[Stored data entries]
⟨

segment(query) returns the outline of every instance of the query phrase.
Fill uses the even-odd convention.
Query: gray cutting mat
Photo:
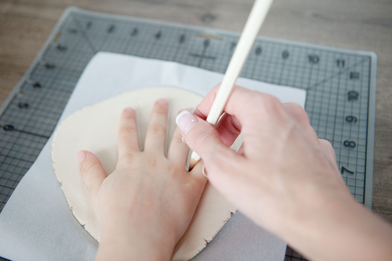
[[[96,52],[224,73],[239,37],[211,28],[68,9],[0,108],[0,212],[51,135]],[[319,138],[332,144],[353,196],[369,208],[376,63],[371,52],[260,37],[241,75],[307,90],[305,108],[312,126]],[[302,259],[290,248],[286,257]]]

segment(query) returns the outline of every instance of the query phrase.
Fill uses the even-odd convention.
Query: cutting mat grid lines
[[[239,37],[223,30],[67,9],[2,107],[0,212],[52,134],[97,52],[223,73]],[[374,117],[375,86],[370,83],[375,82],[371,72],[375,72],[376,63],[370,52],[260,37],[241,76],[307,90],[305,108],[312,126],[319,138],[332,144],[350,192],[368,207],[372,169],[367,166],[372,166],[374,143],[368,133],[374,130],[368,121]],[[286,260],[305,259],[289,247]]]

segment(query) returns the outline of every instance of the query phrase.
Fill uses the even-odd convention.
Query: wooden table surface
[[[252,2],[0,0],[0,103],[68,6],[240,32]],[[260,34],[377,54],[372,211],[392,223],[392,1],[275,0]]]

⟩

■ **Goal of the exercise**
Reproduce every line of the entries above verbatim, omitting only the pictures.

■ **Solution to the exercise**
segment(query) returns the outline of every instance of the query phrase.
Fill uses the even-odd convention.
Query: gray cutting mat
Photo:
[[[96,52],[224,73],[239,37],[211,28],[68,9],[0,108],[0,212],[51,135]],[[319,138],[332,144],[353,196],[369,208],[376,63],[371,52],[260,37],[241,75],[307,90],[305,108],[312,126]],[[302,259],[290,248],[286,257]]]

segment(query) returns the outline of every instance of the query phrase.
Fill uses the even-odd convention.
Query: cutting mat grid lines
[[[239,37],[223,30],[67,9],[2,107],[0,212],[52,134],[97,52],[223,73]],[[374,117],[375,86],[370,83],[375,82],[371,72],[375,72],[376,63],[370,52],[260,37],[241,76],[307,90],[305,108],[312,126],[319,138],[332,144],[350,192],[368,207],[372,169],[367,166],[372,166],[374,143],[368,133],[374,130],[368,121]],[[286,260],[305,259],[289,247]]]

segment(query) returns the outline of every instance of the query phrase.
Fill uses the even-odd convention.
Query: wooden table surface
[[[252,2],[0,0],[0,103],[68,6],[240,32]],[[260,34],[377,54],[372,211],[392,223],[392,1],[275,0]]]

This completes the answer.